::: Available data

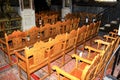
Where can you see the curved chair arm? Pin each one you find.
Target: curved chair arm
(116, 30)
(109, 37)
(20, 56)
(3, 42)
(82, 59)
(60, 71)
(92, 49)
(112, 34)
(102, 42)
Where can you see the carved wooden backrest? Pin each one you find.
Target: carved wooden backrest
(59, 27)
(53, 30)
(76, 23)
(45, 19)
(96, 27)
(35, 55)
(32, 35)
(89, 30)
(57, 48)
(89, 75)
(68, 25)
(81, 34)
(45, 31)
(71, 39)
(16, 40)
(64, 25)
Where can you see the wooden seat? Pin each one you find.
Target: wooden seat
(10, 44)
(77, 73)
(76, 23)
(81, 35)
(45, 32)
(59, 27)
(70, 40)
(32, 59)
(32, 36)
(89, 31)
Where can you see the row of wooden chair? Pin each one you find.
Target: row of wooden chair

::::::

# [Requirement]
Output nothing but the line containing "Where can you see the carved" and each line after it in the entries above, exactly as written.

# [Solution for this problem]
Where can you see the carved wooden backrest? Pin each one you find.
Target: carved wooden backrest
(59, 27)
(53, 30)
(76, 23)
(45, 19)
(96, 27)
(35, 55)
(32, 35)
(89, 30)
(57, 48)
(89, 75)
(68, 25)
(81, 34)
(45, 31)
(71, 39)
(16, 40)
(64, 25)
Where can you see the wooden seat? Pin each one you find.
Target: wooden seat
(10, 44)
(77, 73)
(76, 23)
(81, 35)
(45, 32)
(59, 27)
(70, 40)
(32, 59)
(32, 36)
(89, 31)
Where can you see the row of wooden chair? Pin each one you find.
Target: row of wooden chair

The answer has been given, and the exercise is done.